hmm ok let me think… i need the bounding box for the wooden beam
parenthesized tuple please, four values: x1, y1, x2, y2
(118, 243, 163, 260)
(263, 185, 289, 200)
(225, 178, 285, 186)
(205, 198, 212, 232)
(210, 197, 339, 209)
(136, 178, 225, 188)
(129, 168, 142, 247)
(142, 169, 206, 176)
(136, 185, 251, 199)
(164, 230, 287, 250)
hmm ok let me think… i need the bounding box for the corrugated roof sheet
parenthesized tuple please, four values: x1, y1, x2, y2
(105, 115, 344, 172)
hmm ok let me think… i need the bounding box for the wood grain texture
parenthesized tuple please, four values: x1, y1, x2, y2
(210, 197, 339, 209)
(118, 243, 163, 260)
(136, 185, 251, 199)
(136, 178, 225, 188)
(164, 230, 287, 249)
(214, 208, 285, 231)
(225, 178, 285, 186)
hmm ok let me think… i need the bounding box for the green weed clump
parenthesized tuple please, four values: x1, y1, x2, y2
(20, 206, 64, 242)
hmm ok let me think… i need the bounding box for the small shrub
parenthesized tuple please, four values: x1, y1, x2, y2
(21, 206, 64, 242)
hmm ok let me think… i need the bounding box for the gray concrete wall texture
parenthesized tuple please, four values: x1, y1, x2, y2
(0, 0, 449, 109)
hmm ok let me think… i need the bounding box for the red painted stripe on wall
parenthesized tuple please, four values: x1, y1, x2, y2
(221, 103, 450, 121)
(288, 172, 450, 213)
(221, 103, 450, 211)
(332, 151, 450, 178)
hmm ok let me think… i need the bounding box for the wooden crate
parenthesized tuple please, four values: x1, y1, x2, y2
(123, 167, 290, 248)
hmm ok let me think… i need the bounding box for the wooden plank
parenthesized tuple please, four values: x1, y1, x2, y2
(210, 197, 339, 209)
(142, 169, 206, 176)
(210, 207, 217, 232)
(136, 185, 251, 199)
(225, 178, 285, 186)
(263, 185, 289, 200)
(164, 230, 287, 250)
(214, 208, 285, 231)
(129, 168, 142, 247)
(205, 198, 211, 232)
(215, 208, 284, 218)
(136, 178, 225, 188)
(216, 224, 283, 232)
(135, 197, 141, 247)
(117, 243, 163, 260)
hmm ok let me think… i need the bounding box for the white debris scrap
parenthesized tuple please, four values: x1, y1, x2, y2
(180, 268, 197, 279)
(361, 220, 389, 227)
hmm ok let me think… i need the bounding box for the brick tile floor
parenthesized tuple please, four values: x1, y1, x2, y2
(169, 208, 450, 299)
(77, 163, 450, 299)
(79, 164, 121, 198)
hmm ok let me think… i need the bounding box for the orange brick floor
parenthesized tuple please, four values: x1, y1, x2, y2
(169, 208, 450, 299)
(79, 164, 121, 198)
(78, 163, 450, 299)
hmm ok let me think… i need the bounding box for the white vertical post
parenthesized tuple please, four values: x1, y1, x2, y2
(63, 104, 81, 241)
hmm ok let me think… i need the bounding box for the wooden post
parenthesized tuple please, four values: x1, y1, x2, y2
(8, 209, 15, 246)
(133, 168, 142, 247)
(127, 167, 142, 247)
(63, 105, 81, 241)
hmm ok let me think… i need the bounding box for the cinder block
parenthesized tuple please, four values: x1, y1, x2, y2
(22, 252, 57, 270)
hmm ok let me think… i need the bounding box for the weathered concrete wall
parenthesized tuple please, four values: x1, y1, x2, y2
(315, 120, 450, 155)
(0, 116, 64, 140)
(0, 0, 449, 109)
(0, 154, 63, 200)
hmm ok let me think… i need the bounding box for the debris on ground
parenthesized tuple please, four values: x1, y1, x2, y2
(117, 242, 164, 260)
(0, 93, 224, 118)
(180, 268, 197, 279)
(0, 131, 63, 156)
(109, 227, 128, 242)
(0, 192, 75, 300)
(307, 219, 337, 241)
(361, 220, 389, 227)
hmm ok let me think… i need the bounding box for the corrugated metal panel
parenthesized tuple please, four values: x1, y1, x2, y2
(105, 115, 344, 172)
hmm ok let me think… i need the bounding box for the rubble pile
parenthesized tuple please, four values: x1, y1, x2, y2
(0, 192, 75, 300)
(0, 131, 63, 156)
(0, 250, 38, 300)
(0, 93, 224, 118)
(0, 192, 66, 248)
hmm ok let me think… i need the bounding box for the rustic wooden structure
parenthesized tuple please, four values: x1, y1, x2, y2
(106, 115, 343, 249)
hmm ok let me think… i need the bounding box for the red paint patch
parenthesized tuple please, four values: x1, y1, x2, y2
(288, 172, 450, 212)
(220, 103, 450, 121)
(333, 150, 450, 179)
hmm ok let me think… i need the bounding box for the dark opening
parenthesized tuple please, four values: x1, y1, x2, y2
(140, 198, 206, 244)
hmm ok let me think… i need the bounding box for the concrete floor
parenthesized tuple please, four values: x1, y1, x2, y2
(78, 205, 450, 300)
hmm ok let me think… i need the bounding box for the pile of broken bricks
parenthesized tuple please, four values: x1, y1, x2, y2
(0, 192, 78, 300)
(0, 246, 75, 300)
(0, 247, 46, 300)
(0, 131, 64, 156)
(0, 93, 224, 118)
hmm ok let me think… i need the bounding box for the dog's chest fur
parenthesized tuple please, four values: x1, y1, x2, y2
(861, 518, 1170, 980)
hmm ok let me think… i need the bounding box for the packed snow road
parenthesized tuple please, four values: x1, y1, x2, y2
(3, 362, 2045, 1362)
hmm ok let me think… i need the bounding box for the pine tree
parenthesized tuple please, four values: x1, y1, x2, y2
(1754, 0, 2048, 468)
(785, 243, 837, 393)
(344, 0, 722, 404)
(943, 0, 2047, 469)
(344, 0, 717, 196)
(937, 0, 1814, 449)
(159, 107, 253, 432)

-- TASK TO COMPLETE --
Every line of the listing is to be returned exactly as given.

-- EXERCISE ANSWER --
hmm ok let me think… i need the bounding box for the wooden beam
parenthesized tuple please, four values: x1, y1, x2, y2
(118, 243, 163, 260)
(263, 185, 289, 200)
(225, 178, 285, 186)
(205, 198, 212, 232)
(210, 197, 339, 209)
(136, 178, 225, 188)
(129, 168, 142, 247)
(142, 169, 206, 176)
(136, 185, 251, 199)
(164, 230, 287, 250)
hmm ok let me think… i need the bounding box for the corrugated roof sheet
parenthesized tuple please, four values: x1, y1, x2, y2
(105, 115, 344, 172)
hmm ok let me think… i need the bounding box for the wood grain texture
parenthesized tuple please, four values: x1, y1, x2, y2
(210, 197, 339, 209)
(118, 243, 163, 260)
(136, 185, 251, 199)
(136, 178, 225, 188)
(164, 230, 287, 249)
(214, 208, 285, 231)
(225, 178, 285, 186)
hmm ok let me think… i need the bounding box for the green weed clump
parenthesized tuple please, four values: x1, y1, x2, y2
(20, 206, 64, 242)
hmm ok let me think… i need the bounding box for the small shrub
parenthesized tuple please, four values: x1, y1, x2, y2
(21, 206, 64, 242)
hmm ok let me think… i need the bounding box for the gray concrete wall texture
parenthesized tuple please, four values: x1, y1, x2, y2
(0, 0, 449, 109)
hmm ok let me think… i need the bounding box for the red painted stripe on wall
parenthesized tuple please, four values: x1, y1, x2, y2
(221, 103, 450, 121)
(288, 172, 450, 213)
(221, 103, 450, 211)
(332, 151, 450, 178)
hmm ok let me think… i need the bounding box for the wooden crate
parenthesized tuple please, four values: x1, y1, x2, y2
(123, 167, 290, 248)
hmm ok let me think… i need the bounding box for the wooden plank
parenthesized tuple please, four values: x1, y1, x2, y2
(210, 197, 339, 209)
(142, 169, 206, 176)
(210, 207, 217, 232)
(136, 185, 251, 199)
(225, 178, 285, 186)
(263, 185, 289, 200)
(164, 230, 287, 250)
(214, 208, 285, 231)
(129, 168, 142, 247)
(205, 198, 211, 232)
(215, 208, 284, 218)
(136, 178, 225, 188)
(216, 224, 283, 232)
(135, 197, 141, 247)
(117, 243, 163, 260)
hmm ok let me think… i need the bounding box for the white debris scrap
parenthesized tuple please, four values: x1, y1, x2, y2
(180, 268, 197, 279)
(361, 220, 389, 227)
hmm ok let me think… i need the bounding box for the brick tile floor
parenthesized tuple please, four values: x1, y1, x2, y2
(169, 208, 450, 299)
(77, 163, 450, 299)
(79, 164, 121, 198)
hmm ok let me think… i need the bounding box for the orange brick floor
parenthesized tuple please, four values: x1, y1, x2, y2
(169, 208, 450, 299)
(79, 164, 121, 198)
(78, 163, 450, 299)
hmm ok let me think… i need the bounding box for the white vertical post
parenthesized tuple please, four values: x1, y1, x2, y2
(63, 104, 81, 241)
hmm ok let me think… i need the bounding box for the wooden post
parenthesized tuple please, four values: x1, y1, x2, y2
(8, 209, 15, 246)
(133, 168, 142, 247)
(127, 167, 142, 247)
(63, 105, 81, 241)
hmm ok let me think… i need the bounding box for the cinder block
parenthesized tuple please, four values: x1, y1, x2, y2
(22, 252, 57, 270)
hmm ok let me think… i need the bounding box for the weathered concrete wall
parenthesized tuple please, four values: x1, y1, x2, y2
(315, 120, 450, 155)
(0, 116, 64, 140)
(0, 0, 449, 109)
(0, 154, 63, 200)
hmm ok let me think… i need the bounding box for the debris on ground
parenthesized tuple please, four values: x1, y1, x2, y2
(117, 242, 164, 260)
(0, 93, 224, 118)
(180, 268, 197, 279)
(0, 131, 63, 156)
(109, 227, 128, 242)
(0, 192, 75, 300)
(307, 219, 337, 241)
(361, 220, 389, 227)
hmm ok let me think… i need the bounding box for the corrugated metal panel
parenthesized tuple please, four values: x1, y1, x2, y2
(105, 115, 344, 172)
hmm ok let me think… i need the bounding box for the rubble pile
parenthesized tuple please, four values: x1, y1, x2, y2
(0, 192, 75, 300)
(0, 131, 63, 156)
(0, 250, 38, 300)
(0, 93, 224, 118)
(0, 192, 66, 248)
hmm ok let me think… i need the bounding box for the rustic wooden structure
parenthesized tuple please, four values: x1, y1, x2, y2
(106, 115, 343, 249)
hmm ok let me think… i need the bounding box for the red paint patch
parenthesized tuple please, four values: x1, y1, x2, y2
(288, 172, 450, 212)
(220, 103, 450, 121)
(333, 150, 450, 179)
hmm ok let me think… i need the bounding box for the dark opening
parenthesized tuple please, four values: x1, y1, x2, y2
(140, 198, 206, 244)
hmm ok let me think… i need the bounding box for the concrete floor
parenthesized tuple please, four values: x1, y1, x2, y2
(78, 205, 450, 300)
hmm ok let me think… i need the bounding box for the pile of broken bricks
parenthesized tuple please, four values: x1, y1, x2, y2
(0, 192, 78, 300)
(0, 246, 75, 300)
(0, 247, 46, 300)
(0, 131, 64, 156)
(0, 93, 224, 118)
hmm ok let me think… i need the bounding box for the dog's chest fur
parenthesized tuple please, four values: x1, y1, x2, y2
(861, 518, 1170, 980)
hmm ok let me think… i need the bounding box for the packed snow road
parenthesized tuple please, four values: x1, y1, x2, y2
(3, 362, 2045, 1362)
hmm ok let me think… i need the bounding box for the pine tree
parenthesized tuple please, four values: x1, y1, x2, y2
(1754, 0, 2048, 468)
(785, 243, 837, 393)
(344, 0, 722, 404)
(943, 0, 2047, 469)
(344, 0, 717, 196)
(937, 0, 1814, 449)
(159, 107, 253, 432)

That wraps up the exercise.